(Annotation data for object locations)
— begin —

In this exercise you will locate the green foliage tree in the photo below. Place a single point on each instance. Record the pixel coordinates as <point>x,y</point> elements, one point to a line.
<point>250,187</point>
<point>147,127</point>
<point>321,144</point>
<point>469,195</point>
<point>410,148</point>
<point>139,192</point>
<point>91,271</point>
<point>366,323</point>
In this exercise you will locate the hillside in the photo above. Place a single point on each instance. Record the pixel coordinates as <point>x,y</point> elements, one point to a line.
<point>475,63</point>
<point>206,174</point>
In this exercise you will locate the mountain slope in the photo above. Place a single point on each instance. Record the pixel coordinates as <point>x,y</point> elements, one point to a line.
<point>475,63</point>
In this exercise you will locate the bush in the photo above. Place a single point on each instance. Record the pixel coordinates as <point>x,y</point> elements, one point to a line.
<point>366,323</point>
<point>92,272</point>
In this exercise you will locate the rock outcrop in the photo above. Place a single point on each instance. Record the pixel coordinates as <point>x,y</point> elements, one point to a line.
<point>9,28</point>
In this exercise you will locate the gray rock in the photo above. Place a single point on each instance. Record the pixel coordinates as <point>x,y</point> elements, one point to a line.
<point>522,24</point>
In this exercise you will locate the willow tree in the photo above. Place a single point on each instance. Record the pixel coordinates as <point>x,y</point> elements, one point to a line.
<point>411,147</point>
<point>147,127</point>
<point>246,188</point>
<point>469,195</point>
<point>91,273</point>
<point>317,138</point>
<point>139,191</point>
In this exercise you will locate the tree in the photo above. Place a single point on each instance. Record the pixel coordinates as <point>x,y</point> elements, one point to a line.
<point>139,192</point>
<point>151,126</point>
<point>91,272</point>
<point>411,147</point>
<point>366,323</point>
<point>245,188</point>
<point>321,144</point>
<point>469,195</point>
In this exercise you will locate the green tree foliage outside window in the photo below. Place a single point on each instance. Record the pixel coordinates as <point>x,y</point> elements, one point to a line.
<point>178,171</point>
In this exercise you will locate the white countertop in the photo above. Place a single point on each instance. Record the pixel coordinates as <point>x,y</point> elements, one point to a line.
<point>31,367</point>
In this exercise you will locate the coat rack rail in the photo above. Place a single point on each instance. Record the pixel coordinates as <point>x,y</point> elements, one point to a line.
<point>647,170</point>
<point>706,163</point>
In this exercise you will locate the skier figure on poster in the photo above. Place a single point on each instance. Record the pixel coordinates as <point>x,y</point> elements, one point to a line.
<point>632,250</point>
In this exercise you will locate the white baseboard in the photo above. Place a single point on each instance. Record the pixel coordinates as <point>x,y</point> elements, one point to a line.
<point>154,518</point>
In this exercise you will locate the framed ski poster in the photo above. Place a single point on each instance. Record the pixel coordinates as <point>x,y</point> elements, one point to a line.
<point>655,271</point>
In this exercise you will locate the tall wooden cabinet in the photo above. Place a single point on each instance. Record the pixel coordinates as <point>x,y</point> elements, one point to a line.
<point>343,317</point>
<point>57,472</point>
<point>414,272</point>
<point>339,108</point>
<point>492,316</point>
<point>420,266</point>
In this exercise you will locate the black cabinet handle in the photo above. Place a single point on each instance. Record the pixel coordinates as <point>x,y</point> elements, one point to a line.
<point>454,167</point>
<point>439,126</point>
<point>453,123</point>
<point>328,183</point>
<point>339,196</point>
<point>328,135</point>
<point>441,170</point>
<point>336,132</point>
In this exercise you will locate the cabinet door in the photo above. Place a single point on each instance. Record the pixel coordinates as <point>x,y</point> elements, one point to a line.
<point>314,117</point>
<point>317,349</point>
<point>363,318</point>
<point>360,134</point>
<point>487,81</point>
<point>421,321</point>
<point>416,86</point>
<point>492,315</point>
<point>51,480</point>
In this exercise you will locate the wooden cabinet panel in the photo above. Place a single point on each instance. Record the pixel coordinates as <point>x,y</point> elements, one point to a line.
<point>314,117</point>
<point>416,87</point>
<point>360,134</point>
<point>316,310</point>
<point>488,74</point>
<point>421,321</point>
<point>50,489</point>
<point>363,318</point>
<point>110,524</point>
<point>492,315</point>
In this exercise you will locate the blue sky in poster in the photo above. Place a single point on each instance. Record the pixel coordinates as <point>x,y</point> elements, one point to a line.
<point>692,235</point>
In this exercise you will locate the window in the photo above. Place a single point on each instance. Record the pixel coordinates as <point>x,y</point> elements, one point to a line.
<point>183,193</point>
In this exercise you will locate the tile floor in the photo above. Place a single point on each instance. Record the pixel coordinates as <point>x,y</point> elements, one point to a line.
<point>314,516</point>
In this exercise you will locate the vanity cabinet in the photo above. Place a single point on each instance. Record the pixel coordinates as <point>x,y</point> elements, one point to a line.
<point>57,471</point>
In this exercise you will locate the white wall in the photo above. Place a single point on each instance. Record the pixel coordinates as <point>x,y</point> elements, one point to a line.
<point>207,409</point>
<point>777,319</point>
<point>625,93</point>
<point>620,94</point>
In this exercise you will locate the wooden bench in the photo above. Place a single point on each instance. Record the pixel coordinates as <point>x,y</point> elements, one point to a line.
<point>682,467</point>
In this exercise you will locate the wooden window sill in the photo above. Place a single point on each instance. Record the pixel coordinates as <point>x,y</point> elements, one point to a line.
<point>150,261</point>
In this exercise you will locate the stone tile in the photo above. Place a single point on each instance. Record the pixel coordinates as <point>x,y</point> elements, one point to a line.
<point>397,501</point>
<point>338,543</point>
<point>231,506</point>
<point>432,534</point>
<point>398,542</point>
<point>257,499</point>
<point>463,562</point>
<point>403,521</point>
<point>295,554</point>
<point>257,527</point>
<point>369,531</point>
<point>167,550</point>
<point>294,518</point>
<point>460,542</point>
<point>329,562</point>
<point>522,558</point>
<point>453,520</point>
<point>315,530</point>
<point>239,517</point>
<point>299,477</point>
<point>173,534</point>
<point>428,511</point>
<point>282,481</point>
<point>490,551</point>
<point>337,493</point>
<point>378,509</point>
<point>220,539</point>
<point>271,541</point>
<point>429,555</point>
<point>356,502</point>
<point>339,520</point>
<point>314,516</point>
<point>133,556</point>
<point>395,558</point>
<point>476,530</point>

— end —

* _PROBLEM TO SOLVE_:
Rescale the lines above from the first one up to and including the line with "<point>522,24</point>", writing out each of those lines again, requests included. Multiply every point coordinate in the answers by 0.45 and round to whole numbers, rounding halves up.

* _SOLVED PROBLEM_:
In this exercise you will locate the green foliage tree in the photo below. Place a single point on each instance. Record the pixel coordinates as <point>x,y</point> elements, one point to a line.
<point>113,84</point>
<point>66,57</point>
<point>144,65</point>
<point>211,88</point>
<point>185,67</point>
<point>63,86</point>
<point>41,122</point>
<point>165,145</point>
In this exercise you will locate the hillside in the photo above. Place a single point on each instance. Record the pixel coordinates as <point>x,y</point> elements, one point to a line.
<point>214,28</point>
<point>93,78</point>
In this exercise you will locate the mountain slope in the photo above. Place a single point on each instance. Record the pixel coordinates as <point>x,y</point> elements, one point to a line.
<point>214,28</point>
In this exercise you will locate the bush in the photo above. Place a single point on each instance. Record the pixel coordinates as <point>x,y</point> elements, one point to a line.
<point>165,145</point>
<point>41,122</point>
In this exercise you will locate the rock outcrop in the photo above. Place a single point on each instance. Record the pixel coordinates as <point>x,y</point> elements, one point to a line.
<point>4,13</point>
In this exercise you will locate the gray rock in the photo above. Place a single point on each instance. Record the pixel coordinates as <point>x,y</point> elements, one point to a line.
<point>235,11</point>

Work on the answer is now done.